>> BEGIN Data for this exercise

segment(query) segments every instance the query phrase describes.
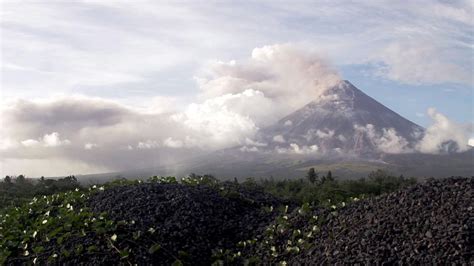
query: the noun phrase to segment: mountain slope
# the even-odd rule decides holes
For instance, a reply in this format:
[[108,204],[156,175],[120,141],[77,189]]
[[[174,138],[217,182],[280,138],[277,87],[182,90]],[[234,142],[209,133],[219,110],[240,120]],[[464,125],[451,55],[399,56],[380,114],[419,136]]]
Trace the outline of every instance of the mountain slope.
[[[267,150],[370,155],[413,148],[423,128],[343,81],[265,128]],[[293,144],[293,145],[292,145]],[[296,146],[297,145],[297,146]],[[308,147],[308,148],[304,148]]]

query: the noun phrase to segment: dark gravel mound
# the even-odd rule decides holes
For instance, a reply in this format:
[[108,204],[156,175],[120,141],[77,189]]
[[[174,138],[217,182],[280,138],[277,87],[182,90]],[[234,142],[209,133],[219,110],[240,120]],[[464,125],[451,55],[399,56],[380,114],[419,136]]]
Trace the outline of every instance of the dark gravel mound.
[[[230,183],[217,188],[179,184],[116,187],[98,193],[89,202],[95,212],[107,212],[113,220],[133,220],[129,232],[150,232],[153,228],[153,239],[132,241],[130,235],[129,240],[117,241],[117,246],[133,248],[131,258],[136,263],[160,265],[176,259],[192,265],[212,263],[214,249],[231,248],[240,240],[250,239],[274,219],[263,206],[281,204],[261,191]],[[153,243],[159,243],[161,249],[150,254]],[[81,258],[81,262],[116,263],[117,255],[87,260]]]
[[473,208],[474,178],[429,180],[339,210],[290,262],[472,265]]

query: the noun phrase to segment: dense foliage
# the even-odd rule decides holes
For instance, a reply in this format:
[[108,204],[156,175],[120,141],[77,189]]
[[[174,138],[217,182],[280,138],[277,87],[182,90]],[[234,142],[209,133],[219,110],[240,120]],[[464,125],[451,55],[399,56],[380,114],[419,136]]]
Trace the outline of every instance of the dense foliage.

>> END Data for this exercise

▶ **What to do**: Reproduce the entries between the line containing "query: the noun phrase to segment: dark" and the end of the entries, inclusive, with every line and request included. Move each outline by adding 30 to every vertex coordinate in the answers.

▶ **Solution to this exercise**:
query: the noun phrase to segment: dark gravel mound
# the even-odd rule decides holes
For instance, a reply in this format:
[[108,204],[156,175],[120,141],[77,189]]
[[[174,138],[217,182],[280,138],[277,87],[182,90]],[[234,142],[209,133],[219,110],[240,120]],[[464,125],[451,55],[399,56],[380,114],[419,136]]]
Trace the outline of every instance of the dark gravel mound.
[[[260,213],[247,218],[209,214],[146,217],[128,223],[119,232],[125,242],[137,242],[143,250],[163,250],[159,262],[180,262],[183,258],[183,269],[162,271],[160,265],[159,270],[147,271],[147,276],[163,278],[161,288],[166,293],[190,295],[206,289],[222,295],[242,293],[244,279],[261,278],[270,270],[280,269],[304,249],[293,236],[311,234],[291,221]],[[183,273],[189,273],[191,279],[180,284]],[[111,288],[111,292],[146,293],[147,285],[117,290]]]
[[503,238],[504,208],[459,210],[369,240],[320,292],[502,295]]

query: the noun phrase to segment: dense foliage
# the even-odd rule decides holes
For instance, a reply in this format:
[[108,204],[156,175],[120,141],[77,189]]
[[[174,138],[217,182],[280,138],[277,87],[182,90]],[[234,142],[209,133],[219,110],[240,120]],[[464,125],[451,55],[399,56],[380,114],[419,136]]]
Trace the outline of every instance of the dense foliage.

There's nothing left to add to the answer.